:: Task directions ::
Retype the tail of the data exactly, starting at the line containing "the green foliage" and stopping at the last line.

Excerpt from a dataset:

◇ ◇ ◇ ◇ ◇

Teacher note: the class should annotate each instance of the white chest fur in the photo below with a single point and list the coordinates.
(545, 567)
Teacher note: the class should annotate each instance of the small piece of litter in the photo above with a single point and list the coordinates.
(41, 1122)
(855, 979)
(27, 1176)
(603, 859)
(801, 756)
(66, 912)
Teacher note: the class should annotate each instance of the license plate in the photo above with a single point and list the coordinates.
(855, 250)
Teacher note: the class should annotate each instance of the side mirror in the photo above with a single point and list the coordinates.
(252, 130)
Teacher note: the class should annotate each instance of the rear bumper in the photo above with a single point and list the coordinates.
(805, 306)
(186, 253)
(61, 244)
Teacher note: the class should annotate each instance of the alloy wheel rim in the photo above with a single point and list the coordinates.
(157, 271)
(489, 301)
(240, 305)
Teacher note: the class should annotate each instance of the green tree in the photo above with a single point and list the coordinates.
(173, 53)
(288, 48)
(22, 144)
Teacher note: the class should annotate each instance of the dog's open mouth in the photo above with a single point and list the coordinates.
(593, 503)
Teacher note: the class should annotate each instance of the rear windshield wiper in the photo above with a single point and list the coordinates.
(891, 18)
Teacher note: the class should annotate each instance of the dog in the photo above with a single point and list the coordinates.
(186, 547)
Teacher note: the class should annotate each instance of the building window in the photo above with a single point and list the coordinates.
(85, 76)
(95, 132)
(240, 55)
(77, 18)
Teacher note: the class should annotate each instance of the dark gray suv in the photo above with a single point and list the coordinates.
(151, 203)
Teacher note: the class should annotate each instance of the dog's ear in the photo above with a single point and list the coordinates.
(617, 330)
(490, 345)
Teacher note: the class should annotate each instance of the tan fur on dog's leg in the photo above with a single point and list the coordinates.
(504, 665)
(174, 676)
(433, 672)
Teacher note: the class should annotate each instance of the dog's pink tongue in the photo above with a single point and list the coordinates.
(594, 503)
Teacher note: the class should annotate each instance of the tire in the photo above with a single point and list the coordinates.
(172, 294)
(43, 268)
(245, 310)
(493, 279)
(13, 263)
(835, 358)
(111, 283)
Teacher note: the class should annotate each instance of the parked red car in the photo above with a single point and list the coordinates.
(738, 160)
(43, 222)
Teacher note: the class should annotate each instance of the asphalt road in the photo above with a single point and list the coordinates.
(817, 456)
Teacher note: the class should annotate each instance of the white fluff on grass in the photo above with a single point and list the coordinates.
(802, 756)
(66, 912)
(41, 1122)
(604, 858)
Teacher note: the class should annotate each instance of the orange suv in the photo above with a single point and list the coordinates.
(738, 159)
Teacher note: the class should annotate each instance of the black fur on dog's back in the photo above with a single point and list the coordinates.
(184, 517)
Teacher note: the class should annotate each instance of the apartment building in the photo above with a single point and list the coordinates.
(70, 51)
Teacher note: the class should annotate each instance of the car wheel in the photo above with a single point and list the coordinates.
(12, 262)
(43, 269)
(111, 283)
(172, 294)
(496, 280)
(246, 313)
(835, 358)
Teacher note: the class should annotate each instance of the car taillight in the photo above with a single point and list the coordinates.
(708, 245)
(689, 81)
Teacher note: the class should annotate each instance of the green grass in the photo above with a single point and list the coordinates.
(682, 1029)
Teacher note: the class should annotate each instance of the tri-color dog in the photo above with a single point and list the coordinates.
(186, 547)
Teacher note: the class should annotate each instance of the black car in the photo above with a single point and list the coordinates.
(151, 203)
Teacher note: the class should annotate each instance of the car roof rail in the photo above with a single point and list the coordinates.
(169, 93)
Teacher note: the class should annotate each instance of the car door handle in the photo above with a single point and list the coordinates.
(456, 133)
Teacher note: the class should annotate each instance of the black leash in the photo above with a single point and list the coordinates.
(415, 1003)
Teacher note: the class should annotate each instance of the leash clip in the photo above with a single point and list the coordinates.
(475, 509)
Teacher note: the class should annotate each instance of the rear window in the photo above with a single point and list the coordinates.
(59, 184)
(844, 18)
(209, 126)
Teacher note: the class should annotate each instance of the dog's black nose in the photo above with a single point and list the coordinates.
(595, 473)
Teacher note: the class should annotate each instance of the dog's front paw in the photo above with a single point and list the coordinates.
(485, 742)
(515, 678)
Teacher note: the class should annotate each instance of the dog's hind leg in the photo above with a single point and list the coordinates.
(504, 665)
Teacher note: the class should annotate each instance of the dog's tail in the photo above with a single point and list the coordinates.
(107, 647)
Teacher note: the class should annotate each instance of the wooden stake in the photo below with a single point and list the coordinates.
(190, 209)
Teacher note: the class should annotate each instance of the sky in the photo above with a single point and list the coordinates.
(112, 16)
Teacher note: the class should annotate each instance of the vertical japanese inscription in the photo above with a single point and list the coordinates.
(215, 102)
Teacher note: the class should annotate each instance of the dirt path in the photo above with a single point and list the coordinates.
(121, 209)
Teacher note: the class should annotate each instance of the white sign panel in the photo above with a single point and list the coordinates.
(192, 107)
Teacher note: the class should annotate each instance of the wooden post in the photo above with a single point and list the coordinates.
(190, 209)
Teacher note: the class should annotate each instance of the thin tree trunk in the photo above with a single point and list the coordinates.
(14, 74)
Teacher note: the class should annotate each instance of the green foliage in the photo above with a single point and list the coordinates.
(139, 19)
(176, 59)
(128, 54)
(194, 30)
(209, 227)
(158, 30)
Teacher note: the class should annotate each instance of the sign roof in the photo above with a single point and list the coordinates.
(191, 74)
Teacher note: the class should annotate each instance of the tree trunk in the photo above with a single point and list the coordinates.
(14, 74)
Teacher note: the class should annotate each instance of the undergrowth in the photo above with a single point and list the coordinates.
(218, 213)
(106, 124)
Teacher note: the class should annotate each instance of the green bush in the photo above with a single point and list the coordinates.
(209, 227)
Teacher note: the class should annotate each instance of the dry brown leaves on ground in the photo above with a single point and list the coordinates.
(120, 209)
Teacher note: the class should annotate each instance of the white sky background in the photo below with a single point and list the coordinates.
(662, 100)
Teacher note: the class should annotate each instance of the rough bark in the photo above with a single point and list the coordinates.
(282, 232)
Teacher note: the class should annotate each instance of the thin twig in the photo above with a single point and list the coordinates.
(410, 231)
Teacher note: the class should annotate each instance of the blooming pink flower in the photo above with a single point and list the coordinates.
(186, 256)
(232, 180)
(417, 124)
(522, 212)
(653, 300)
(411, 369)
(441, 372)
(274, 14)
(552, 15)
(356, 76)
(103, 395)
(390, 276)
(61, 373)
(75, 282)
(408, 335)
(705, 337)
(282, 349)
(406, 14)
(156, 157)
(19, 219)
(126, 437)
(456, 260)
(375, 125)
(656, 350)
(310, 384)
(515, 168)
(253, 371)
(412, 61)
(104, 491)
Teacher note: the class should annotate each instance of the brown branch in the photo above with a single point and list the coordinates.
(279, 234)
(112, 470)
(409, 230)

◇ ◇ ◇ ◇ ◇

:: Expected output ::
Teacher note: the class should annotate each instance of the green foliage in the photo above with a single point and list the coordinates.
(139, 19)
(176, 59)
(128, 54)
(194, 30)
(209, 227)
(158, 30)
Teacher note: the class should annotate each instance of the sign roof in the photo above with a single point and list the coordinates.
(191, 74)
Teacher note: the class should annotate each instance of the tree trunk in the photo above with a single point and list the coordinates.
(14, 74)
Teacher note: the class should annotate each instance of the undergrowth in the photo above with a single point and list the coordinates.
(218, 213)
(106, 124)
Teacher note: the class should annotate each instance of the green bush in the photo above with a single point and list the coordinates.
(209, 227)
Teacher note: the class should annotate each instance of the dry brown leaves on ground in the photo above with a single point and list the coordinates.
(120, 209)
Teacher note: the class should annotate each instance of the white sky background in the photo below with a single point and list the coordinates.
(662, 100)
Teacher note: the class should annotate each instance of the rough bark in the photo above with a single point and list the coordinates.
(282, 232)
Teacher note: the class should annotate each instance of the thin twig in the photo above with a single point and list the coordinates.
(410, 231)
Teacher note: the class should annotate each instance of the blooming pink flower in the photo above with a single point and list the coordinates.
(186, 256)
(232, 180)
(417, 124)
(522, 212)
(653, 300)
(411, 369)
(441, 372)
(274, 14)
(552, 15)
(356, 76)
(103, 395)
(390, 276)
(61, 373)
(75, 282)
(408, 335)
(705, 337)
(282, 349)
(406, 14)
(156, 157)
(19, 219)
(126, 437)
(456, 260)
(375, 125)
(656, 350)
(310, 384)
(515, 168)
(253, 371)
(412, 61)
(104, 491)
Teacher note: the class should annotate each instance of the brown branch in the photo above with a single point and list the coordinates.
(279, 234)
(112, 470)
(409, 230)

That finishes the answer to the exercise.